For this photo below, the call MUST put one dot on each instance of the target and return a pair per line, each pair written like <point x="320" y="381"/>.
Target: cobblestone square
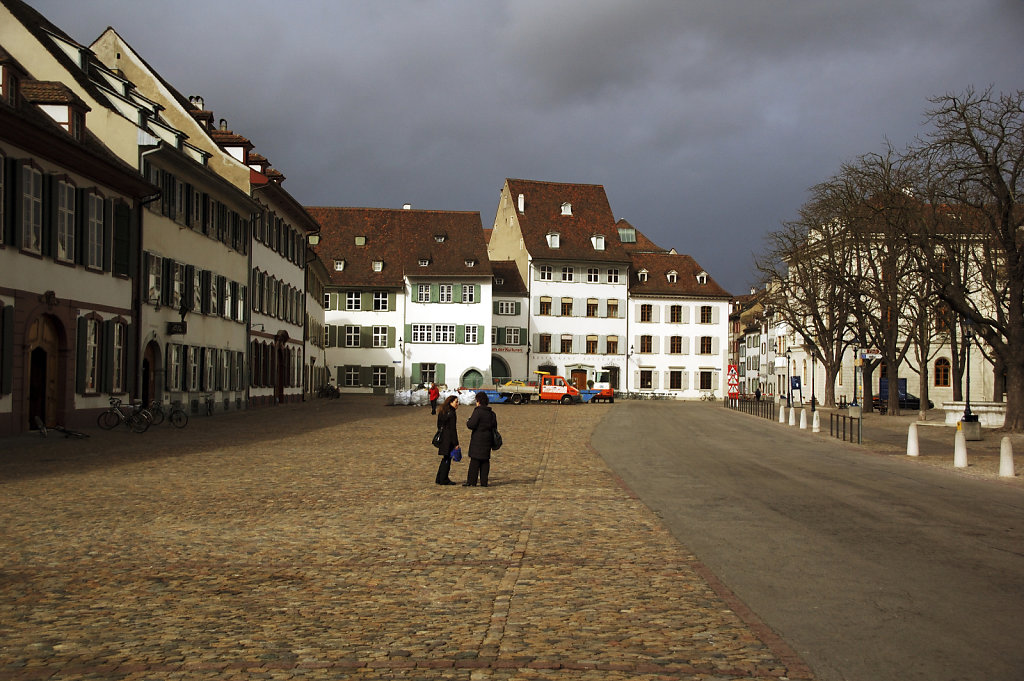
<point x="310" y="542"/>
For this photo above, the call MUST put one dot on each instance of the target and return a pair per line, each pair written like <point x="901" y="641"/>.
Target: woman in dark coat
<point x="450" y="438"/>
<point x="482" y="423"/>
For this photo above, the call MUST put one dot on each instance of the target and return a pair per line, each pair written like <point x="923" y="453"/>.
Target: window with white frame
<point x="352" y="300"/>
<point x="94" y="233"/>
<point x="422" y="333"/>
<point x="66" y="221"/>
<point x="444" y="333"/>
<point x="32" y="209"/>
<point x="351" y="336"/>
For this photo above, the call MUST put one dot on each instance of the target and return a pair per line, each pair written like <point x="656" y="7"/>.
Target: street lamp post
<point x="968" y="336"/>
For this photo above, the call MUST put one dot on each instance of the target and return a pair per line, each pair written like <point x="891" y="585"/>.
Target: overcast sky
<point x="705" y="120"/>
***
### WHAT THIS TASK INVOLVES
Recast every line of the listing above as a Markdown table with the columns Row and Text, numbering the lines in order and omitting blank lines. Leave the pictures out of the table.

### OUTPUT FOR THIS EXERCISE
| Row | Text |
|---|---|
| 1 | For this photo below, the call MUST put one dot on each instance of the target and return a pair per line, each pair written like <point x="320" y="381"/>. |
| 2 | Target: cobblestone square |
| 3 | <point x="310" y="542"/> |
| 4 | For this photo above, the call MUST put one dot on each instance of the target and return a pair per line, each pair written like <point x="901" y="641"/>. |
| 5 | Target: woman in dark coat |
| 6 | <point x="450" y="438"/> |
| 7 | <point x="482" y="423"/> |
| 8 | For this photo above, the call MUST put one dot on each instance of the target and return a pair per line, each pair written like <point x="923" y="453"/>. |
| 9 | Target: window with white frame |
| 10 | <point x="352" y="300"/> |
| 11 | <point x="94" y="233"/> |
| 12 | <point x="422" y="333"/> |
| 13 | <point x="66" y="221"/> |
| 14 | <point x="444" y="333"/> |
| 15 | <point x="32" y="209"/> |
| 16 | <point x="351" y="336"/> |
| 17 | For this photo above, the call MUST put one dot on each instance of the target and return a pair per line, each pair written like <point x="656" y="7"/>. |
| 18 | Target: street lamp post |
| 19 | <point x="968" y="336"/> |
| 20 | For this photo above, the call MUST put one dot on each instance of the target and return a pair per line, each pair written like <point x="891" y="585"/>. |
| 21 | Target: overcast sky |
| 22 | <point x="705" y="120"/> |